# [Exercise requirements]
Repeat only the stretch of lines below that runs from the line with "positive clicks: (368, 200)" through the line with "positive clicks: (535, 81)", unaltered.

# [Given records]
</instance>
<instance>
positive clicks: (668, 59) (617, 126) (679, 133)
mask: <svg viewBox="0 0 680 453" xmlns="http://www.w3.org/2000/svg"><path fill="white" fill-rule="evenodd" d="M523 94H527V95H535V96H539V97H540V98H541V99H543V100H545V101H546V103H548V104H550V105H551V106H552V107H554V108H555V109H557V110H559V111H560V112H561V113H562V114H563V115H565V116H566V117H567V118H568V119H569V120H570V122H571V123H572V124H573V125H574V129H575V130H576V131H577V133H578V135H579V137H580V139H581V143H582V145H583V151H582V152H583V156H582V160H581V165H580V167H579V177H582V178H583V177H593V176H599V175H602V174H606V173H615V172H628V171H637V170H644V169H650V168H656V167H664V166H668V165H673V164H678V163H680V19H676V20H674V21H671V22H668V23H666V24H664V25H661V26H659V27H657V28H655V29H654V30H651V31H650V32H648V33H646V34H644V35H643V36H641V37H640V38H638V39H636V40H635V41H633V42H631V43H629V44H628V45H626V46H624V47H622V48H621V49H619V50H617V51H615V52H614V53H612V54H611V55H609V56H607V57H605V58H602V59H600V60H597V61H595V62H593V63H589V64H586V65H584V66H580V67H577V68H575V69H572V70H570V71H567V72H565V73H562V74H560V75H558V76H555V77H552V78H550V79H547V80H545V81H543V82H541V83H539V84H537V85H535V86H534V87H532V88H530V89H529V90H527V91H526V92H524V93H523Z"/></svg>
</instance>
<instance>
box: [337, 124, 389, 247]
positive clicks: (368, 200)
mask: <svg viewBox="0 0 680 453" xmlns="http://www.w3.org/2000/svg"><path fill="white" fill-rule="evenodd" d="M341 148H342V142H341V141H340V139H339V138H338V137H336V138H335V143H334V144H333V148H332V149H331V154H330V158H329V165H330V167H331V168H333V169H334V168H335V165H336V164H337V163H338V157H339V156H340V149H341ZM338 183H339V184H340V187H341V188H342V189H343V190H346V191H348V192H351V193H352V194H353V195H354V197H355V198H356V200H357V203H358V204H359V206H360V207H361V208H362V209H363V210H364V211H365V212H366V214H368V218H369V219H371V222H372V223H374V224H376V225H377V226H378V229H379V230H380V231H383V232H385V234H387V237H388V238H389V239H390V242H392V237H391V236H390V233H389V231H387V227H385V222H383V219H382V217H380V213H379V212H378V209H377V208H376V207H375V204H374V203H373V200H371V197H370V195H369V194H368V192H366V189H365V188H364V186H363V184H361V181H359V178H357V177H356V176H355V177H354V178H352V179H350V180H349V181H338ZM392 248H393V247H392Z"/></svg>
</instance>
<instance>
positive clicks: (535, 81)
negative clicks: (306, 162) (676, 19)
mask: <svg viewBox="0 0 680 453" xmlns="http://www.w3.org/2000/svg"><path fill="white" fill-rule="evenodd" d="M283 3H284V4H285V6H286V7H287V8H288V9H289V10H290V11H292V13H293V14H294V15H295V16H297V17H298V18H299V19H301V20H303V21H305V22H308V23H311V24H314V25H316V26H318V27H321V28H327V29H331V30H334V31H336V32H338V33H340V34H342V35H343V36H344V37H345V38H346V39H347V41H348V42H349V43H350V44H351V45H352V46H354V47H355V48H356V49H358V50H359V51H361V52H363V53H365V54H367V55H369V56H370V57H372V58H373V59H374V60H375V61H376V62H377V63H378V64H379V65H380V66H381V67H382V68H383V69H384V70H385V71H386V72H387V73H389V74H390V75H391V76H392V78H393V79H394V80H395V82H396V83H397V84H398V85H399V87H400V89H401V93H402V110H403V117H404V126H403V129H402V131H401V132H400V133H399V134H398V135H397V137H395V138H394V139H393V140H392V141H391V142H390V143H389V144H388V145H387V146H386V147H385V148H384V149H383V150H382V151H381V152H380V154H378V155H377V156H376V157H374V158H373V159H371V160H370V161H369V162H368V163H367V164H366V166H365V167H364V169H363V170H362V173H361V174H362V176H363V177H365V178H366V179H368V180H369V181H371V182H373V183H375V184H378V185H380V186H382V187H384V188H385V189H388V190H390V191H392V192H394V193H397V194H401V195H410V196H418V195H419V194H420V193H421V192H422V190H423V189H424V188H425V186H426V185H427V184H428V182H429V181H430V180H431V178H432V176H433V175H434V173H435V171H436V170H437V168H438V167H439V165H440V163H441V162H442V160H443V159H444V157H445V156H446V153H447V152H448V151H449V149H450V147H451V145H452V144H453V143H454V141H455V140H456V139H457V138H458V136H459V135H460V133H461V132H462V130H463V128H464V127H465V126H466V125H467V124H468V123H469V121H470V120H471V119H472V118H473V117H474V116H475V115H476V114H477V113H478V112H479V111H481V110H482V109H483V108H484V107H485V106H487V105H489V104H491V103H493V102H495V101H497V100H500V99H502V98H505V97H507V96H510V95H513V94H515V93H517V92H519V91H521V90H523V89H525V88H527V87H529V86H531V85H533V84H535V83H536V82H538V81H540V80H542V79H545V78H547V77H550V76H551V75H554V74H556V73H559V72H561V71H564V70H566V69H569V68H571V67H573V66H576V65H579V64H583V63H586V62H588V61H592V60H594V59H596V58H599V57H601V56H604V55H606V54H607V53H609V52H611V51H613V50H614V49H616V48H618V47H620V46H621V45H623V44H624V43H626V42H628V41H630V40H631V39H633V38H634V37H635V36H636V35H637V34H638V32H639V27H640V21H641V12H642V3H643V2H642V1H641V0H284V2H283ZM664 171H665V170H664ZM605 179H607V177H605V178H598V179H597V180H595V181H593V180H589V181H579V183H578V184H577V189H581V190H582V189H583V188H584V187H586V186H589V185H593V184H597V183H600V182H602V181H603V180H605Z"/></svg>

# [Output below]
positive clicks: (368, 200)
mask: <svg viewBox="0 0 680 453" xmlns="http://www.w3.org/2000/svg"><path fill="white" fill-rule="evenodd" d="M341 148H342V142H341V141H340V139H339V138H338V137H336V138H335V143H334V144H333V148H332V149H331V154H330V158H329V165H330V167H331V168H333V169H334V168H335V165H336V164H337V163H338V157H339V156H340V149H341ZM338 183H339V184H340V187H341V188H342V189H343V190H346V191H348V192H351V193H352V194H353V195H354V197H355V198H356V200H357V203H358V204H359V206H360V207H361V208H362V209H363V210H364V211H365V212H366V214H368V218H369V219H371V222H372V223H374V224H376V225H377V226H378V229H379V230H380V231H383V232H385V234H387V237H388V238H389V239H390V242H392V237H391V236H390V233H389V231H387V227H385V222H383V219H382V217H380V213H379V212H378V209H377V208H376V207H375V204H374V203H373V200H371V197H370V195H369V194H368V192H366V189H365V188H364V186H363V184H361V181H359V178H357V177H356V176H355V177H354V178H352V179H350V180H349V181H338ZM392 248H393V247H392Z"/></svg>
</instance>
<instance>
positive clicks: (535, 81)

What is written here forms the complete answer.